╔══
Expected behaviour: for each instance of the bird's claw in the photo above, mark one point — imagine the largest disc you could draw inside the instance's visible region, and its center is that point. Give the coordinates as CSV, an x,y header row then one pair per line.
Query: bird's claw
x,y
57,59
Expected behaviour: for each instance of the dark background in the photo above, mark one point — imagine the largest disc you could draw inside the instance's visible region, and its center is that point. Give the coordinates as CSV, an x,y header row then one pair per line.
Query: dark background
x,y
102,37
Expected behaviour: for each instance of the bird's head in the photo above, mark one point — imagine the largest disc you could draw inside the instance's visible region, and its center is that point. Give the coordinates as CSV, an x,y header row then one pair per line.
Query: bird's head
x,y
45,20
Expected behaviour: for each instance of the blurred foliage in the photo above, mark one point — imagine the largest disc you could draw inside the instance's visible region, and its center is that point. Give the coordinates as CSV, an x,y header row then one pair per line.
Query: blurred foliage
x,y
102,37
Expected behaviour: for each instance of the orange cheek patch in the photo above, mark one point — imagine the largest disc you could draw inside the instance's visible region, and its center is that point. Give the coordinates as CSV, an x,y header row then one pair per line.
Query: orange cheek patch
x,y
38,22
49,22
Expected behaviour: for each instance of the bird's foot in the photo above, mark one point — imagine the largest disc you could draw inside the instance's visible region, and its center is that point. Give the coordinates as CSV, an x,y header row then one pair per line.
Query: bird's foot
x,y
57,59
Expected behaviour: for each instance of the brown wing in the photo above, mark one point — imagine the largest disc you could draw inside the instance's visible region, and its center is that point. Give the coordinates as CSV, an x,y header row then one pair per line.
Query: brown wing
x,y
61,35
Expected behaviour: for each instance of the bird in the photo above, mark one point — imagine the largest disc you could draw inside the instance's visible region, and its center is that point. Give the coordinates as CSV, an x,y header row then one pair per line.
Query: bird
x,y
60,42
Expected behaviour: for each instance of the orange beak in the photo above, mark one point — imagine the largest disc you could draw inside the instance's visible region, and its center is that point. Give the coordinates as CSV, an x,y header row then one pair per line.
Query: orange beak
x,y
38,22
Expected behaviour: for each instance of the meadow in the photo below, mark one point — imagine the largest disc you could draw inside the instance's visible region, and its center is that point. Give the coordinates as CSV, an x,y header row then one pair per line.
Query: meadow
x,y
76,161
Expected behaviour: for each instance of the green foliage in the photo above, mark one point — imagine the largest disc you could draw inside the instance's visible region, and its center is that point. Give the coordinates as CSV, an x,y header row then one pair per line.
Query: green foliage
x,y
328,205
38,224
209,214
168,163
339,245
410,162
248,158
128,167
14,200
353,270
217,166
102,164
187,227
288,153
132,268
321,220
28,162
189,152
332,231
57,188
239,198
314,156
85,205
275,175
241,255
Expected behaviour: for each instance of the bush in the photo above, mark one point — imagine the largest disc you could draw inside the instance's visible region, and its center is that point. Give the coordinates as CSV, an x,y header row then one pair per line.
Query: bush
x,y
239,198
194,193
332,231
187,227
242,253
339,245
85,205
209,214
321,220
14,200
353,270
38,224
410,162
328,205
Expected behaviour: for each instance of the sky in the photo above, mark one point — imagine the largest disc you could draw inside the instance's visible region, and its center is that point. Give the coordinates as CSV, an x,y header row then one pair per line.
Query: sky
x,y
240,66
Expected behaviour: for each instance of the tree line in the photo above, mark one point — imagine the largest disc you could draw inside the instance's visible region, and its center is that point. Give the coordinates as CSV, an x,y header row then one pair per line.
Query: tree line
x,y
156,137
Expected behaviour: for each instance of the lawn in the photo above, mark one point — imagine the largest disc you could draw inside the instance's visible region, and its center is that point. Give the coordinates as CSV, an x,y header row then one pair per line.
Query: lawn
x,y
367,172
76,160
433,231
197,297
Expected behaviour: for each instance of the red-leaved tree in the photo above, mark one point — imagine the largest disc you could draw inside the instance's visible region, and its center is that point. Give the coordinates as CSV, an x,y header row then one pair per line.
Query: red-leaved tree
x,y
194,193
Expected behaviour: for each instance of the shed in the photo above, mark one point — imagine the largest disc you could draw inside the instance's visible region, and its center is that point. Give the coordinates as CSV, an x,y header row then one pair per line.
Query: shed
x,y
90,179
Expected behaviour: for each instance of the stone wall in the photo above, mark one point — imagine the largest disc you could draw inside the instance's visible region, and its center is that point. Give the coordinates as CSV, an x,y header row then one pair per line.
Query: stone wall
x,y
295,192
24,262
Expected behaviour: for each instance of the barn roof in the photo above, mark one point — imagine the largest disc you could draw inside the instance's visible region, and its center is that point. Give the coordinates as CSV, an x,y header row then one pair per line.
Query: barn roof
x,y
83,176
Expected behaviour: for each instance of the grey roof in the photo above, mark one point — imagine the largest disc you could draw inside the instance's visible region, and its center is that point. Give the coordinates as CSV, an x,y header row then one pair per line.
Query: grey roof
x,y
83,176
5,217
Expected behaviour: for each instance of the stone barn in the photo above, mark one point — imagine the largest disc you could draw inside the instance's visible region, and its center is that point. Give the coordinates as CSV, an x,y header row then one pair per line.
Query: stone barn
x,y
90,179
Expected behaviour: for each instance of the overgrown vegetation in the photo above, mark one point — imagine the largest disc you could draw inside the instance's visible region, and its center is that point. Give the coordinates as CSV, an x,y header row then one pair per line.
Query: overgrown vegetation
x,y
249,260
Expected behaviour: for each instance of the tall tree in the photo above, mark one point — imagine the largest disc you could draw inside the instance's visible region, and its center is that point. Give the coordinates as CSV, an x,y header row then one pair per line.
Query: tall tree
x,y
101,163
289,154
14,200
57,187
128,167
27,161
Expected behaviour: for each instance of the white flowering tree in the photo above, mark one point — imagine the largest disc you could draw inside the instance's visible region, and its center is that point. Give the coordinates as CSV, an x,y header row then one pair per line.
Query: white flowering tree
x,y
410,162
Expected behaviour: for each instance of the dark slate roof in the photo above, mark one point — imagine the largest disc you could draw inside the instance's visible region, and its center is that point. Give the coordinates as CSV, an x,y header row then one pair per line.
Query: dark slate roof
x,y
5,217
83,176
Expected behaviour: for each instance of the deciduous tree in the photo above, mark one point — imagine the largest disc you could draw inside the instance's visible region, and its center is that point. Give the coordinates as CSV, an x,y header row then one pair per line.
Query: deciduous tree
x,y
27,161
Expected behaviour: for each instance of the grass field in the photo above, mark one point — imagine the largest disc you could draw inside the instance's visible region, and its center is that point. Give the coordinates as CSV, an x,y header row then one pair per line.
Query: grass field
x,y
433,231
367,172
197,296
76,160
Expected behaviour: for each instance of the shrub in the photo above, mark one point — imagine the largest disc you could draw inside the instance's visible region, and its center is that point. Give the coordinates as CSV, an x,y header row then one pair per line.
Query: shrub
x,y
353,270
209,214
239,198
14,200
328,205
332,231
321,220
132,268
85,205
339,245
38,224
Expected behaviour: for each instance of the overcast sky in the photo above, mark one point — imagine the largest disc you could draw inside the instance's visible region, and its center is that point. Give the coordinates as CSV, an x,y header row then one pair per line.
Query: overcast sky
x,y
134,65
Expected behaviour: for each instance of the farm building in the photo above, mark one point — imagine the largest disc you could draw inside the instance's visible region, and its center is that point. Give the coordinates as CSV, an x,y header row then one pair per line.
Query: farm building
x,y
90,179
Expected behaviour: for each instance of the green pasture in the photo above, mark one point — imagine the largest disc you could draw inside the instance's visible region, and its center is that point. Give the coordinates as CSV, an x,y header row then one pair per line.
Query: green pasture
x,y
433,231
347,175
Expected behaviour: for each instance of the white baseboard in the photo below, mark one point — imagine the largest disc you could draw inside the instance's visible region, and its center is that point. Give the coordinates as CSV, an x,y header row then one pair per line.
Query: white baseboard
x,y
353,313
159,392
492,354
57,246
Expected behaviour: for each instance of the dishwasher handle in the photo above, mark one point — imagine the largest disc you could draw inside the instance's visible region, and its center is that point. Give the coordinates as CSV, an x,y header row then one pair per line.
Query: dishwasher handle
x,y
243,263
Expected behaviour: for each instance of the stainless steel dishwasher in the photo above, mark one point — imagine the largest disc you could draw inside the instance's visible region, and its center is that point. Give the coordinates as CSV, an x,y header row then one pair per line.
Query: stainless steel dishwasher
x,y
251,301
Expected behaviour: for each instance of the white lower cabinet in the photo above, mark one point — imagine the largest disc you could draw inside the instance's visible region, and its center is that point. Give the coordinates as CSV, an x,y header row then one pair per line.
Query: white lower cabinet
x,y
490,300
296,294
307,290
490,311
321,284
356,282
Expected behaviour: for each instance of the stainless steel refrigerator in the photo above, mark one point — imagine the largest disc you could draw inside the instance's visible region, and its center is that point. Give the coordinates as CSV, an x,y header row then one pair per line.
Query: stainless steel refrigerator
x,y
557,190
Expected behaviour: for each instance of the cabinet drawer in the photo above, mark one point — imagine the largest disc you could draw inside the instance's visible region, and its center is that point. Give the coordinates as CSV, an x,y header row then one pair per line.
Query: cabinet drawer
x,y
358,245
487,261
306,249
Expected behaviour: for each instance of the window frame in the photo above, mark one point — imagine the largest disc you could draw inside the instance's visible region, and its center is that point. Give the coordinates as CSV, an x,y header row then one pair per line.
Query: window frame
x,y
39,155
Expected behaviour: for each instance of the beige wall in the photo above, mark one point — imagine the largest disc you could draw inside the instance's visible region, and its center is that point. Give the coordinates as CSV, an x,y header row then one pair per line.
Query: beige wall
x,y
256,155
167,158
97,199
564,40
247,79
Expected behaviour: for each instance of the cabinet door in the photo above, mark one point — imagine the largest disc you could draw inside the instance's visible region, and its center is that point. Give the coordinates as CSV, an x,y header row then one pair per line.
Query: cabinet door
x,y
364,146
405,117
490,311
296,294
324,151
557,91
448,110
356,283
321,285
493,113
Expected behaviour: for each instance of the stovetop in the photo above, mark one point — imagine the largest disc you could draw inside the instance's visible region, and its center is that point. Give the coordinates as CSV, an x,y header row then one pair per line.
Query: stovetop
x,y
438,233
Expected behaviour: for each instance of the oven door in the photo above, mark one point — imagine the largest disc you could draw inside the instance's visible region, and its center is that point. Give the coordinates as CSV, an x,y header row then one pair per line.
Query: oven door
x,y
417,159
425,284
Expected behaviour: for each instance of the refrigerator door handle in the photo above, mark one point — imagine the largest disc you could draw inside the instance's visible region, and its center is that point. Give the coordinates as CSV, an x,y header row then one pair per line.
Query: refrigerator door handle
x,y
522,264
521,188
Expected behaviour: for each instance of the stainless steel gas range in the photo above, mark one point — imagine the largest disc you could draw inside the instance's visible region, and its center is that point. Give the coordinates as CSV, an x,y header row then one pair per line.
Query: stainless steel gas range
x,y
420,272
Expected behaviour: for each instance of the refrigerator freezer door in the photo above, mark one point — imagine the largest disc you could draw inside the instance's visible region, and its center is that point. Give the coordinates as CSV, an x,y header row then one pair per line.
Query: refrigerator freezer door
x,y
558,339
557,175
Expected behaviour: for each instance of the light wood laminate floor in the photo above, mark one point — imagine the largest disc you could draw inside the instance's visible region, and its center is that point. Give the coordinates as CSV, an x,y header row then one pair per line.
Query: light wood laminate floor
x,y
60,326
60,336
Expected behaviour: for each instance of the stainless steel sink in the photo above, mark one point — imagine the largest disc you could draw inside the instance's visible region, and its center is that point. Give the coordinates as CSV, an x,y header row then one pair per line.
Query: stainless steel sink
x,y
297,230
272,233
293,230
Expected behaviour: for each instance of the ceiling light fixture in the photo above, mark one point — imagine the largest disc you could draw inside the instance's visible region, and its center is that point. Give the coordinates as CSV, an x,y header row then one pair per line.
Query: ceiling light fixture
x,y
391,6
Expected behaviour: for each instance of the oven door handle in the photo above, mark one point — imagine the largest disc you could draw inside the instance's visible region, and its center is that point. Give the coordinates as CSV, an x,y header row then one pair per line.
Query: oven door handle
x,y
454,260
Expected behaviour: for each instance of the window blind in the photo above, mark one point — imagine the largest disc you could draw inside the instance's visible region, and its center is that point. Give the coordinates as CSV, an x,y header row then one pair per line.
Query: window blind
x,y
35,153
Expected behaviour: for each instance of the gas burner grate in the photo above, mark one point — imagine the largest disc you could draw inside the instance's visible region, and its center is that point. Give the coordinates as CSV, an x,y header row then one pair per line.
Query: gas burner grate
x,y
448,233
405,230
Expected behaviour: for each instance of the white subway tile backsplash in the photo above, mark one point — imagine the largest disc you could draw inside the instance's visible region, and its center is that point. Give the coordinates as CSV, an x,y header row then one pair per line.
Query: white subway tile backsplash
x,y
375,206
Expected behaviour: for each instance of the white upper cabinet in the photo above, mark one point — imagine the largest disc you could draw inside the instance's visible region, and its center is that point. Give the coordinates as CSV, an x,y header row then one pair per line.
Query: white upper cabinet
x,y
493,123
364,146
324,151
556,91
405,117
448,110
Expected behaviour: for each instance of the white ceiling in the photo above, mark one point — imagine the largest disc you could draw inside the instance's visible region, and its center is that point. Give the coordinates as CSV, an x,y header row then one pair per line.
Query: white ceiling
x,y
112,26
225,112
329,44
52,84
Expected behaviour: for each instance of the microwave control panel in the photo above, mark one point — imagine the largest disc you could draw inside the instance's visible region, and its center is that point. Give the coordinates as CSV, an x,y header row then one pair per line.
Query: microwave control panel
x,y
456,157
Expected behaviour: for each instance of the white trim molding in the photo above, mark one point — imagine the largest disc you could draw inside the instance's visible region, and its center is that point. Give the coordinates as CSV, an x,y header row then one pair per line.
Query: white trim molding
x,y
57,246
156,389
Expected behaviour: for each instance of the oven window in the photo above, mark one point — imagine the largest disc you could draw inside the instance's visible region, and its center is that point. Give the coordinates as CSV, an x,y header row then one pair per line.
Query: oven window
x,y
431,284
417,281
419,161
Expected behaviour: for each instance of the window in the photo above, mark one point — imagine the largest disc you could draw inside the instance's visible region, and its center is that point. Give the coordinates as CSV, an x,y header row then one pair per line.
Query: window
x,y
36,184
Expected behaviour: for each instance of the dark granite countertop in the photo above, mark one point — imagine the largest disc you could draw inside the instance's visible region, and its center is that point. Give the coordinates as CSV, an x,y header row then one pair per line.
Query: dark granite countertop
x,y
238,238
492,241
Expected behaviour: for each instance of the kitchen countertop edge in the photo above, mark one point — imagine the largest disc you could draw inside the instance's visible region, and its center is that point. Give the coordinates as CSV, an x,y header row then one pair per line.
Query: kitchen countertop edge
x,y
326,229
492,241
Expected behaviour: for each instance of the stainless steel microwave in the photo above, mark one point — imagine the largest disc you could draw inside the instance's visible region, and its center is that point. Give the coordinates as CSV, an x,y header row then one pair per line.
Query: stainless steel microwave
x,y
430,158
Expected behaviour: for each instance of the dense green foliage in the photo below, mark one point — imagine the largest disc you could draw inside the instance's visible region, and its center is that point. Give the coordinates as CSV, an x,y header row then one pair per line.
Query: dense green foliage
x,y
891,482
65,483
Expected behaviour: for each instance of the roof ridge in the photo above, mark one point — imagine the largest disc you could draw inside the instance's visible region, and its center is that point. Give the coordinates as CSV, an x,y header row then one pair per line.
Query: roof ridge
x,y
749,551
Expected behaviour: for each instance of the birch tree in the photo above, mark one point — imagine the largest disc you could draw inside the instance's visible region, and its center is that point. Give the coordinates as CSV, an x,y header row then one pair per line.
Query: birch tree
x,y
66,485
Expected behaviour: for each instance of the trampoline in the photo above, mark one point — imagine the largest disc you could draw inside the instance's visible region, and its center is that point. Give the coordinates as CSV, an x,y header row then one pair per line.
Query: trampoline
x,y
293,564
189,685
╚══
Write out again every line from the one containing "Expected behaviour: for each instance of the trampoline" through the end of the listing, requests included, and add 122 to each coordinate in the answers.

* **ANSWER TO THIS PROBLEM**
Expected behaviour: for each instance of the trampoline in the photo above, mark one point — imagine the largest disc you could draw inside the instance's visible region, and its center is that point. Give the coordinates as CSV, an x,y header row then one pair per line.
Query: trampoline
x,y
415,686
311,807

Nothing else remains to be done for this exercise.